[Saved entries]
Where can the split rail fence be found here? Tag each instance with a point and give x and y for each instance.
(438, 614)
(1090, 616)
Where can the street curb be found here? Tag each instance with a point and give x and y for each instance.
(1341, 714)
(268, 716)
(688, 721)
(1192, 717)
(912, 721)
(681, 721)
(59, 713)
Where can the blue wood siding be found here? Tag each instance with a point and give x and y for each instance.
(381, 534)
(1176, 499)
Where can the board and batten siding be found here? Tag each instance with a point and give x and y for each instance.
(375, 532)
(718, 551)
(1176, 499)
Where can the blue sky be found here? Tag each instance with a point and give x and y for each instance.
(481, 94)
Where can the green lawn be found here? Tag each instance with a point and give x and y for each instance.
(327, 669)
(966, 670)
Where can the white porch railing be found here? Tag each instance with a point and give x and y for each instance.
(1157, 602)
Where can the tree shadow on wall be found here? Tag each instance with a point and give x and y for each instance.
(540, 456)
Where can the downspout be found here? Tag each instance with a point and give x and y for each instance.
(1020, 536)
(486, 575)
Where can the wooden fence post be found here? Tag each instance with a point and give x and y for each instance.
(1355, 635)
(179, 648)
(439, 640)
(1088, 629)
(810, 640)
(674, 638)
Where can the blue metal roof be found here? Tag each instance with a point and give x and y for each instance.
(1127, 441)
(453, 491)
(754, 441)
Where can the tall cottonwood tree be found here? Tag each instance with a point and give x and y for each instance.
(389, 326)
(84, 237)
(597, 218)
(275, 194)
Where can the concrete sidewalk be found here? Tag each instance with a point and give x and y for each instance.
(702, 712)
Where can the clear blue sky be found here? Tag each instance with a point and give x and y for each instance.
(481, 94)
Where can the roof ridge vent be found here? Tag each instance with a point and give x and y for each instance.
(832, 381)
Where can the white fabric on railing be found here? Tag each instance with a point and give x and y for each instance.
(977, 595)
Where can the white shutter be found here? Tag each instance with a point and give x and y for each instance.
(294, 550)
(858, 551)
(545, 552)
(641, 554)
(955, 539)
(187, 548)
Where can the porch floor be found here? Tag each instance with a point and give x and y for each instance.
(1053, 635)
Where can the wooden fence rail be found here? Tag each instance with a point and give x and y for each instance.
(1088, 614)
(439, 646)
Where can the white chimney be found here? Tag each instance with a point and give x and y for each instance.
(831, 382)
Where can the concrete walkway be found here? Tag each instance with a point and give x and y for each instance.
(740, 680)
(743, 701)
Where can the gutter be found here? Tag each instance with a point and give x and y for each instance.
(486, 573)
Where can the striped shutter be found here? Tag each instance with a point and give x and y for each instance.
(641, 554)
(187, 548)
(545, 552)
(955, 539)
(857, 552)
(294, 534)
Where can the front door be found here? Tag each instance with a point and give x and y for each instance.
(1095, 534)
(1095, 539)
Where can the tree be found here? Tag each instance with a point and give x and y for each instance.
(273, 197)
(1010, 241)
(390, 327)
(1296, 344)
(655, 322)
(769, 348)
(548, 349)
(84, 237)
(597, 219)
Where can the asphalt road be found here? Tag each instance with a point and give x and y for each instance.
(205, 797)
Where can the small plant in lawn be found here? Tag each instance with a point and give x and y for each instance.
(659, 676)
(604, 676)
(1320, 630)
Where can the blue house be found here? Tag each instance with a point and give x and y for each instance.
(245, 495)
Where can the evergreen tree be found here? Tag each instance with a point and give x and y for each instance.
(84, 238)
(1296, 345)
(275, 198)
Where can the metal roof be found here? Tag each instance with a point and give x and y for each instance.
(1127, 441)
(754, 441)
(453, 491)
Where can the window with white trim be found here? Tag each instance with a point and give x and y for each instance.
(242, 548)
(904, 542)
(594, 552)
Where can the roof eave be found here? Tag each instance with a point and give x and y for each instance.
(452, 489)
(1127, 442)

▶ _Aim of the task_: Only the lines from the one that contains "Where can the asphalt" through the last line should be repeated, each exactly as it stands, with both ends included.

▶ _The answer_:
Where can the asphalt road be found here? Tag each instance with a point and give x and y for each instance.
(205, 797)
Where can the small plant in lawn be found here? Tag each instance with a point and give x and y for each instance.
(659, 676)
(604, 676)
(1320, 630)
Where can the blue house be found here? Tag each instance with a point and give x and y for each instance.
(245, 495)
Where can the evergreen tree be found here? Tag each instance with a point and give x and y for each instance.
(84, 238)
(1296, 345)
(275, 198)
Where can the metal roof be found here? Tag each instance with a point and give x and y for each instance.
(1127, 441)
(754, 441)
(453, 491)
Where can the window with white trim be found here? Tag each instance with a point and give x and y for each instance.
(242, 548)
(904, 542)
(594, 552)
Where can the roof eave be found here? Tag each instance with a point and give x and y for each instance.
(452, 489)
(1127, 442)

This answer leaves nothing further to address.